DOCUMENT SECTION:
----

Herbalife, the Los Angeles-based nutritional products company, made a boisterous show of force at the state Capitol on Wednesday, swarming the halls with neon green-shirted supporters, conducting calisthenics on the outside steps and offering product samples near the basement cafeteria.
"We're bringing our personal stories, experience, passion with Herbalife to the Capitol," said Leila Jelloule, an Herbalife distributor from Culver City. "We're putting a face to the name."
But there was no bill that prompted the full-court press. Rather, the company was urging lawmakers to stay out of a years-long Wall Street brawl that has increasingly played out in California's political scene.
The fight pits the company -- which sells supplements, protein shakes and personal care products -- against hedge fund manager Bill Ackman, an activist investor who bet more than $1 billion on Wall Street that the company's value would tumble.
Herbalife is a multilevel marketing company, in which distributors earn a profit from their own sales as well as a commission for the sales made by those they've recruited to the business.
Ackman has accused the company of being a pyramid scheme. The Federal Trade Commission launched an investigation last year into the company, and several state attorneys general have opened inquiries as well.
FOR THE RECORD
1:15 p.m., Feb. 19: An earlier version of this post incorrectly said the FTC launched an investigation into Herbalife this year. The investigation was launched last year.
Now, Herbalife critics want California Atty. Gen. Kamala D. Harris to start an investigation of her own -- and have been urging lawmakers to put pressure on her to do so. Herbalife's backers want to keep Harris -- and the Legislature -- out of the fray.
The saga's ripple effects extend to the 2016 U.S. Senate race, for which Harris is mounting an aggressive campaign. Antonio Villaraigosa, former Los Angeles mayor and a potential challenger to Harris, is an advisor to Herbalife.
The two sides have each brought on lobbying heavyweights. KP Public Affairs, which racked up the most billings among California lobbying firms in 2014, is representing Herbalife, and Ackman's fund Pershing Square Capital Management hired Mercury Public Affairs.
Herbalife's supporters stuck mostly to the soft sell Wednesday, touting the benefits of the company and its product.
"The best weapon that any company has is its membership talking directly to folks," said Pedro Carrillo, an Herbalife consultant from Boyle Heights.
Glennis Seldon, a coach and competitive runner from Long Beach, spent much of her time with a staffer for Senate President Pro Tem Kevin de León (D-Los Angeles), describing how she incorporated the products into her training regimen.
Anti-Herbalife forces made their own push Wednesday, distributing "Stop Herbalife!" fliers urging lawmakers to call Harris and request an investigation into Herbalife's business practices. The packet included questions for Herbalife's distributors and lobbyists; one suggested query asked why Herbalife would oppose an investigation "if there is nothing to hide?"
Brent Wilkes, executive director of the League of United Latin American Citizens, said Herbalife "does not shy away from trying to get influence" with elected officials, especially as its business practices face scrutiny.
His group has been critical of the company, arguing it takes advantage of its largely Latino distributors. Wilkes, who said his group was not involved in distributing the anti-Herbalife materials in the Capitol on Wednesday, said Ackman's campaign against Herbalife has turned up the pressure on the company.
"It may end up being that Bill Ackman is the guy that helps us rein in these companies that were beating up on our communities for a long time," Wilkes said.

----

DATA FOR REVIEW:
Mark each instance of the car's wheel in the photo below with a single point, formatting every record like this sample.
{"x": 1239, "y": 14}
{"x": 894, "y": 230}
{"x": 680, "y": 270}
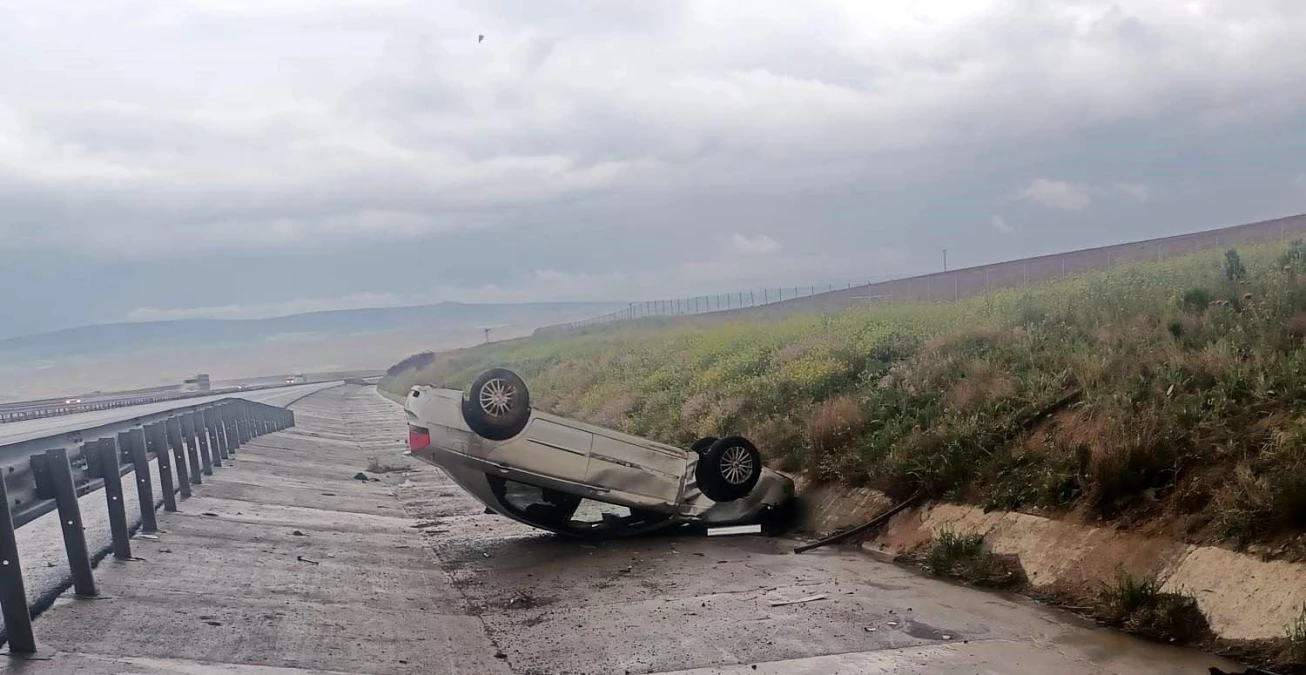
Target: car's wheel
{"x": 498, "y": 406}
{"x": 729, "y": 469}
{"x": 701, "y": 445}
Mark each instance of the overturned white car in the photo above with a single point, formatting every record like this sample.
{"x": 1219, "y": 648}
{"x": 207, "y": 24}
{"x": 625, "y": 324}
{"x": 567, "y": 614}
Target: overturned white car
{"x": 573, "y": 478}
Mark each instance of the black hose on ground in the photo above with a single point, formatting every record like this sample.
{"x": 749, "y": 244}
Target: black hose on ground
{"x": 874, "y": 522}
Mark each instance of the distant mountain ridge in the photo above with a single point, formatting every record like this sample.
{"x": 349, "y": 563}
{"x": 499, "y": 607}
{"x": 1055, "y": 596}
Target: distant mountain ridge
{"x": 442, "y": 317}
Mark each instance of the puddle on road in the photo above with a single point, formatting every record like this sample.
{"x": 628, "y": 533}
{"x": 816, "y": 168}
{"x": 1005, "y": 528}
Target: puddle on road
{"x": 929, "y": 632}
{"x": 1108, "y": 648}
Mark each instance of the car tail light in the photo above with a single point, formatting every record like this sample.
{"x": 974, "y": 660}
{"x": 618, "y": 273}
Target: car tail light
{"x": 418, "y": 438}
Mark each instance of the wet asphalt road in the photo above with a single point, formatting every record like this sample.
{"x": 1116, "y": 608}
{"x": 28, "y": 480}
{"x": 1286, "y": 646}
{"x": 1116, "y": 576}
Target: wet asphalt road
{"x": 695, "y": 605}
{"x": 409, "y": 575}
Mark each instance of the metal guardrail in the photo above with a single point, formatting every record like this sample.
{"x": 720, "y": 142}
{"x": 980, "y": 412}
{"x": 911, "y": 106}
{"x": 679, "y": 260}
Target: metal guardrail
{"x": 188, "y": 443}
{"x": 39, "y": 411}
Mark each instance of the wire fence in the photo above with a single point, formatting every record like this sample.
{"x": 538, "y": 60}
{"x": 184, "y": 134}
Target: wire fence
{"x": 701, "y": 304}
{"x": 954, "y": 285}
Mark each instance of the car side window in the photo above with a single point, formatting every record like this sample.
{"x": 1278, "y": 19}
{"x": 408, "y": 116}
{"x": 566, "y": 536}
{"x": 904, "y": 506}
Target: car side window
{"x": 534, "y": 503}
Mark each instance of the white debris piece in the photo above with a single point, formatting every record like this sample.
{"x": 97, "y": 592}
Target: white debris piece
{"x": 781, "y": 603}
{"x": 735, "y": 529}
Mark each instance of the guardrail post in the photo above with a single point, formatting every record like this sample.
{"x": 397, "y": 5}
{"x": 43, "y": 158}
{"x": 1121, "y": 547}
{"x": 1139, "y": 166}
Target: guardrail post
{"x": 238, "y": 414}
{"x": 229, "y": 428}
{"x": 220, "y": 431}
{"x": 247, "y": 422}
{"x": 144, "y": 485}
{"x": 173, "y": 426}
{"x": 192, "y": 447}
{"x": 69, "y": 520}
{"x": 210, "y": 427}
{"x": 13, "y": 594}
{"x": 156, "y": 443}
{"x": 201, "y": 434}
{"x": 109, "y": 469}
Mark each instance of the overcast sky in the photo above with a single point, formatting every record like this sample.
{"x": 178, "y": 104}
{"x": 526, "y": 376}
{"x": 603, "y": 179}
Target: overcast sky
{"x": 183, "y": 158}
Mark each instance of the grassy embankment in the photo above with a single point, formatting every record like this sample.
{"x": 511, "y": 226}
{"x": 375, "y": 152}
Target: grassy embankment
{"x": 1190, "y": 414}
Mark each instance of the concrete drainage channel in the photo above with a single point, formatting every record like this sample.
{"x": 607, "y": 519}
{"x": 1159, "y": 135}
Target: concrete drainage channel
{"x": 186, "y": 444}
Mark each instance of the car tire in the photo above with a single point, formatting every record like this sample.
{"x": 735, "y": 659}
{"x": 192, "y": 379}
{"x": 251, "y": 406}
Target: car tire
{"x": 498, "y": 408}
{"x": 700, "y": 447}
{"x": 729, "y": 470}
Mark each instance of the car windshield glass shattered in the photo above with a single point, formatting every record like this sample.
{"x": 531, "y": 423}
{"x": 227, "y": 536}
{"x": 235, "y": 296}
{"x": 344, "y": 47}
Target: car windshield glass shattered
{"x": 559, "y": 511}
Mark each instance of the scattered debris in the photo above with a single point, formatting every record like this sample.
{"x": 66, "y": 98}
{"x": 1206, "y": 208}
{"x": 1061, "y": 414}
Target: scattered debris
{"x": 379, "y": 466}
{"x": 781, "y": 603}
{"x": 874, "y": 522}
{"x": 734, "y": 529}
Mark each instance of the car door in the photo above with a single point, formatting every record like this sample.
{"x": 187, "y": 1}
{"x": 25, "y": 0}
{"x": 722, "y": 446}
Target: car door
{"x": 631, "y": 464}
{"x": 547, "y": 448}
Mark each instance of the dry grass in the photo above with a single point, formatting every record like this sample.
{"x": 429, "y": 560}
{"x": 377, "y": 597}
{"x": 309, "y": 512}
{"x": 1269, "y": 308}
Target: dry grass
{"x": 835, "y": 424}
{"x": 909, "y": 396}
{"x": 964, "y": 556}
{"x": 1139, "y": 606}
{"x": 981, "y": 383}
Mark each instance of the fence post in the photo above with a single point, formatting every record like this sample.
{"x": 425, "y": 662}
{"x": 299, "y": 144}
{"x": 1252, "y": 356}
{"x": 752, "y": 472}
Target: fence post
{"x": 156, "y": 441}
{"x": 192, "y": 447}
{"x": 144, "y": 485}
{"x": 13, "y": 594}
{"x": 69, "y": 521}
{"x": 109, "y": 468}
{"x": 173, "y": 428}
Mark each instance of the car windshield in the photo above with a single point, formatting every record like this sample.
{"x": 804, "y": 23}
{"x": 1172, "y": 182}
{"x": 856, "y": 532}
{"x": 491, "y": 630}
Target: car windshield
{"x": 559, "y": 511}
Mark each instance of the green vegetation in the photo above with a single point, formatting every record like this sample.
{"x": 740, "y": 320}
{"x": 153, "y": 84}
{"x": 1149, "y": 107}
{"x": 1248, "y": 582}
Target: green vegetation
{"x": 1191, "y": 377}
{"x": 967, "y": 559}
{"x": 1139, "y": 606}
{"x": 1296, "y": 648}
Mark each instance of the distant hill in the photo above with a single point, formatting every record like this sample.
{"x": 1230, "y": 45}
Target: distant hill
{"x": 161, "y": 353}
{"x": 109, "y": 338}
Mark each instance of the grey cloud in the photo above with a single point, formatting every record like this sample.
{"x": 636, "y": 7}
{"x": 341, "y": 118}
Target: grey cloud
{"x": 621, "y": 141}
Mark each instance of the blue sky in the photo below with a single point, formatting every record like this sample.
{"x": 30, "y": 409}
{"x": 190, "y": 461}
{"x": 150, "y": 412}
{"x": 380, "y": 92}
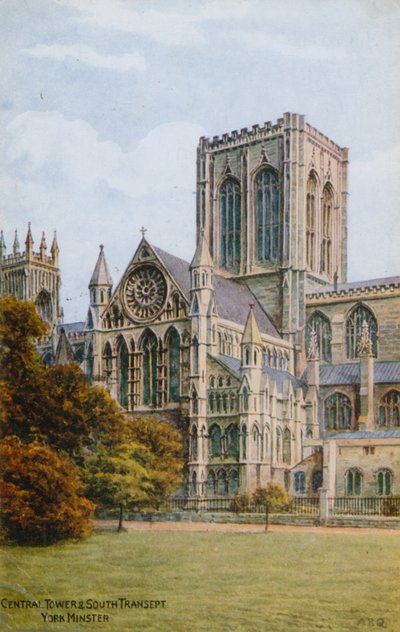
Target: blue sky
{"x": 102, "y": 103}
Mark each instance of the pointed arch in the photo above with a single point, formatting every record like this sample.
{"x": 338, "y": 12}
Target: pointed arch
{"x": 321, "y": 325}
{"x": 359, "y": 314}
{"x": 267, "y": 216}
{"x": 149, "y": 344}
{"x": 311, "y": 219}
{"x": 230, "y": 223}
{"x": 326, "y": 229}
{"x": 122, "y": 371}
{"x": 173, "y": 343}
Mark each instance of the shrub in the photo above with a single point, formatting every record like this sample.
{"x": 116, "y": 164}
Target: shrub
{"x": 273, "y": 494}
{"x": 42, "y": 499}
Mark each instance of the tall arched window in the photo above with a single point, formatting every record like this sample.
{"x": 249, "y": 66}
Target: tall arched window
{"x": 107, "y": 361}
{"x": 320, "y": 324}
{"x": 222, "y": 482}
{"x": 89, "y": 361}
{"x": 353, "y": 482}
{"x": 311, "y": 220}
{"x": 287, "y": 456}
{"x": 384, "y": 483}
{"x": 358, "y": 316}
{"x": 123, "y": 372}
{"x": 326, "y": 241}
{"x": 150, "y": 369}
{"x": 300, "y": 483}
{"x": 389, "y": 410}
{"x": 232, "y": 435}
{"x": 214, "y": 441}
{"x": 233, "y": 483}
{"x": 267, "y": 220}
{"x": 173, "y": 366}
{"x": 337, "y": 410}
{"x": 230, "y": 224}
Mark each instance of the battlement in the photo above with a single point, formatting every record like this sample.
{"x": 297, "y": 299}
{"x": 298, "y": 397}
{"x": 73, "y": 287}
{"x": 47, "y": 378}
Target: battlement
{"x": 245, "y": 135}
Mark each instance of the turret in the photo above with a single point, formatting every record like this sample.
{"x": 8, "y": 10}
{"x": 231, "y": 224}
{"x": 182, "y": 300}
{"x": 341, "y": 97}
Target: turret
{"x": 29, "y": 243}
{"x": 251, "y": 343}
{"x": 16, "y": 247}
{"x": 43, "y": 247}
{"x": 54, "y": 249}
{"x": 100, "y": 287}
{"x": 2, "y": 246}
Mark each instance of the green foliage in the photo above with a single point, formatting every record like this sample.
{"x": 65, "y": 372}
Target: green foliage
{"x": 242, "y": 502}
{"x": 42, "y": 495}
{"x": 274, "y": 494}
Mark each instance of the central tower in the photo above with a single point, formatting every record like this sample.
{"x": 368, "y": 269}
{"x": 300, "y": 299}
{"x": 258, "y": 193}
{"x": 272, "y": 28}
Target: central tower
{"x": 272, "y": 202}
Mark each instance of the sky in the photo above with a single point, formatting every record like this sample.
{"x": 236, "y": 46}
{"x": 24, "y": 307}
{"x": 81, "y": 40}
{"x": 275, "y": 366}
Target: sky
{"x": 102, "y": 103}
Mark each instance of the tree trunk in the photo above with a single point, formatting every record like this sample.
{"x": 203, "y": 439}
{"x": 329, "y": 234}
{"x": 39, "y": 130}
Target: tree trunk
{"x": 121, "y": 512}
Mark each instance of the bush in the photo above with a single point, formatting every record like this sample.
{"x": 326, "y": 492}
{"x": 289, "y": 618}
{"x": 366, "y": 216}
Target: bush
{"x": 242, "y": 502}
{"x": 42, "y": 500}
{"x": 276, "y": 496}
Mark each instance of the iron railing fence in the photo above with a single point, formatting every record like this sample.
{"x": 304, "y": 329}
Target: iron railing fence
{"x": 363, "y": 506}
{"x": 297, "y": 505}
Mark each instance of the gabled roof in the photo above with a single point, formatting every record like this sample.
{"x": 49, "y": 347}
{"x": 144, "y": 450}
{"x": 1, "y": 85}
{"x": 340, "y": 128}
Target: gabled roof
{"x": 64, "y": 353}
{"x": 384, "y": 373}
{"x": 274, "y": 374}
{"x": 357, "y": 285}
{"x": 72, "y": 328}
{"x": 232, "y": 298}
{"x": 101, "y": 274}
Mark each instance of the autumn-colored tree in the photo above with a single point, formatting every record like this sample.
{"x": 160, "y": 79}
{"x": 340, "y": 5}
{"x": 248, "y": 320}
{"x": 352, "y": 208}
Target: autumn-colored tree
{"x": 41, "y": 493}
{"x": 21, "y": 368}
{"x": 164, "y": 456}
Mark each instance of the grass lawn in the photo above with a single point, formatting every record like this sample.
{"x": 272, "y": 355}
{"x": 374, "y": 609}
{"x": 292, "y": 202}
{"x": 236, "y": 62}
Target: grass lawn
{"x": 274, "y": 582}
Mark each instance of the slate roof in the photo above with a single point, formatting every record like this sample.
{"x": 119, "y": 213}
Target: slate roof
{"x": 357, "y": 285}
{"x": 384, "y": 373}
{"x": 232, "y": 298}
{"x": 72, "y": 328}
{"x": 379, "y": 434}
{"x": 275, "y": 374}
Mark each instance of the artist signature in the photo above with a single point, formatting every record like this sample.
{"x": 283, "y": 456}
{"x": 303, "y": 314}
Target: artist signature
{"x": 369, "y": 622}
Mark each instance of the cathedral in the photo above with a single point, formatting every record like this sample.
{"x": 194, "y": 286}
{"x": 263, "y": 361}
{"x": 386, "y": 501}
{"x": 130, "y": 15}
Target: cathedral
{"x": 273, "y": 365}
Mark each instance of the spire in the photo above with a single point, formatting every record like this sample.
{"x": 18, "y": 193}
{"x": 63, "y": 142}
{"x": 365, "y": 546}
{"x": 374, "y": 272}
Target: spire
{"x": 313, "y": 346}
{"x": 29, "y": 241}
{"x": 202, "y": 255}
{"x": 54, "y": 248}
{"x": 43, "y": 246}
{"x": 365, "y": 344}
{"x": 16, "y": 247}
{"x": 64, "y": 353}
{"x": 251, "y": 334}
{"x": 2, "y": 246}
{"x": 101, "y": 274}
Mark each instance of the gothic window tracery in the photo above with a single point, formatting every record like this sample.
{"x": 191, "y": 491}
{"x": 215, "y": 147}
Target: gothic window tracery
{"x": 311, "y": 220}
{"x": 326, "y": 242}
{"x": 267, "y": 215}
{"x": 389, "y": 410}
{"x": 337, "y": 412}
{"x": 320, "y": 324}
{"x": 230, "y": 224}
{"x": 353, "y": 482}
{"x": 360, "y": 314}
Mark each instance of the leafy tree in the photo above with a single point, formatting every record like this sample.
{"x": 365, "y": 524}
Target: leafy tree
{"x": 164, "y": 456}
{"x": 42, "y": 495}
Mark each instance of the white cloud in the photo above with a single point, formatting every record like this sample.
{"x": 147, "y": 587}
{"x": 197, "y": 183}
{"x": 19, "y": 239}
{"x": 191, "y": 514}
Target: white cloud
{"x": 60, "y": 175}
{"x": 86, "y": 55}
{"x": 165, "y": 27}
{"x": 374, "y": 226}
{"x": 281, "y": 45}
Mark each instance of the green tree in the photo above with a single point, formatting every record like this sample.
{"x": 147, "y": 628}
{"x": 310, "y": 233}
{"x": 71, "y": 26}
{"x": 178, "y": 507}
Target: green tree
{"x": 42, "y": 495}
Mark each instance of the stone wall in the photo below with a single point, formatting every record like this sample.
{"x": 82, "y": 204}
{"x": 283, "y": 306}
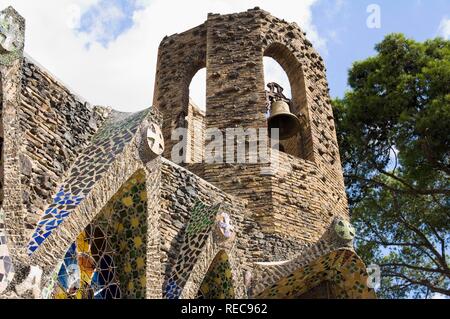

----

PROBLEM STATEMENT: Restate the stretch of the Herbalife article from "The two sides" through "Mercury Public Affairs.", swapping "heavyweights" for "powerhouses".

ANSWER FOR THIS EXERCISE:
The two sides have each brought on lobbying powerhouses. KP Public Affairs, which racked up the most billings among California lobbying firms in 2014, is representing Herbalife, and Ackman's fund Pershing Square Capital Management hired Mercury Public Affairs.